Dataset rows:
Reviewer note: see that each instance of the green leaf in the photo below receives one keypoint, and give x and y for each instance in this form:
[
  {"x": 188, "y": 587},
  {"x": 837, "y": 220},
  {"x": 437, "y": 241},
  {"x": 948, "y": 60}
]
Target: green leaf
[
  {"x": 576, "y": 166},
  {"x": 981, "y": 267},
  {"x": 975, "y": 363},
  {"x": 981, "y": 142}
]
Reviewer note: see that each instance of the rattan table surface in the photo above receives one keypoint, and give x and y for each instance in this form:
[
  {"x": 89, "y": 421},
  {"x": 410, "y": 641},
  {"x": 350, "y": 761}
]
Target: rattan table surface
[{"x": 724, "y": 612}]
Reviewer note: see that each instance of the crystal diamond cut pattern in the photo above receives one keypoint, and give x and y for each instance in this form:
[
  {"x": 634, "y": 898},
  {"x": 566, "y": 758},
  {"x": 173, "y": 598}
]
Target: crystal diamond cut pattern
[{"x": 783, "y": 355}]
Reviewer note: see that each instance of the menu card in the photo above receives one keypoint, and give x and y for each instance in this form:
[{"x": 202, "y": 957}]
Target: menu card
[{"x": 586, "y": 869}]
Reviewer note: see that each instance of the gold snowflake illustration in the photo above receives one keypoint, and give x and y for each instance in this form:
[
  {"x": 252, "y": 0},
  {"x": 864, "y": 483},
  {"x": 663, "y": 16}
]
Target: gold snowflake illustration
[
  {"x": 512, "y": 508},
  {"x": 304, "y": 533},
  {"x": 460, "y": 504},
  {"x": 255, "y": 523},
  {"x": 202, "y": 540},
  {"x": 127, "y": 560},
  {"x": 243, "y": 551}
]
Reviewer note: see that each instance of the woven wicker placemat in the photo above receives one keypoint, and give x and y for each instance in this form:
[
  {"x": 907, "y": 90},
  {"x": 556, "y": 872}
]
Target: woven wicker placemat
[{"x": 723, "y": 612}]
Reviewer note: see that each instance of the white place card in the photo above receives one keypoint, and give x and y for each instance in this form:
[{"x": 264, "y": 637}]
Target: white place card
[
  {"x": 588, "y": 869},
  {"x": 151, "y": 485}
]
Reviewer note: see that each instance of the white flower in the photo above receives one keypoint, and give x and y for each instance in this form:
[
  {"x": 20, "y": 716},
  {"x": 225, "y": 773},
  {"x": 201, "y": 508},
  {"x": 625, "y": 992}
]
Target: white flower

◆ Written task: Reproduce every line of the dataset rows above verbatim.

◆ Task result:
Reviewer note: see that each instance of the green leaf in the photo below receives one keypoint, and give x and y for each instance in this form:
[
  {"x": 188, "y": 587},
  {"x": 837, "y": 220},
  {"x": 437, "y": 241},
  {"x": 948, "y": 60}
]
Target: green leaf
[
  {"x": 576, "y": 166},
  {"x": 981, "y": 267},
  {"x": 975, "y": 363},
  {"x": 981, "y": 142}
]
Reviewer note: see that each instance of the rattan table surface in the photo above receives one keypoint, and give x and y for each instance in this form:
[
  {"x": 89, "y": 421},
  {"x": 410, "y": 641},
  {"x": 350, "y": 761}
]
Target: rattan table surface
[{"x": 724, "y": 612}]
Reviewer note: see that each instance of the crystal diamond cut pattern in the photo above receives one keypoint, and give x and y for each instance in this form:
[
  {"x": 634, "y": 898},
  {"x": 566, "y": 758},
  {"x": 173, "y": 598}
]
Target: crystal diamond cut pattern
[{"x": 783, "y": 355}]
Reviewer note: see that each instance of the menu card in the photo above receives one keypoint, and give x and y for each instance in this form:
[{"x": 202, "y": 957}]
Target: menu card
[{"x": 586, "y": 869}]
Reviewer note: see that each instance of the gold snowflake illustration in the photo above receives one keypoint, and give x and y for each instance in this form:
[
  {"x": 252, "y": 0},
  {"x": 864, "y": 483},
  {"x": 663, "y": 16}
]
Target: gold snowflake illustration
[
  {"x": 512, "y": 508},
  {"x": 304, "y": 533},
  {"x": 460, "y": 504},
  {"x": 255, "y": 523},
  {"x": 202, "y": 540},
  {"x": 127, "y": 560},
  {"x": 243, "y": 551}
]
Reviewer note: see that each instance of the woven wicker placemat in the photo above receives one keypoint, and give x and y for each instance in this form:
[
  {"x": 907, "y": 90},
  {"x": 556, "y": 872}
]
Target: woven wicker placemat
[{"x": 723, "y": 612}]
Reviewer note: see that each instance of the white place card in the photo above receives one keypoint, and give x and y for each instance in this form:
[{"x": 264, "y": 637}]
Target: white place card
[
  {"x": 588, "y": 869},
  {"x": 151, "y": 485}
]
Reviewer note: see that each instance of the white flower in the photo above receives one keypoint, and give x and y for each instance in this form:
[
  {"x": 20, "y": 716},
  {"x": 225, "y": 773},
  {"x": 201, "y": 508},
  {"x": 625, "y": 992}
]
Target: white flower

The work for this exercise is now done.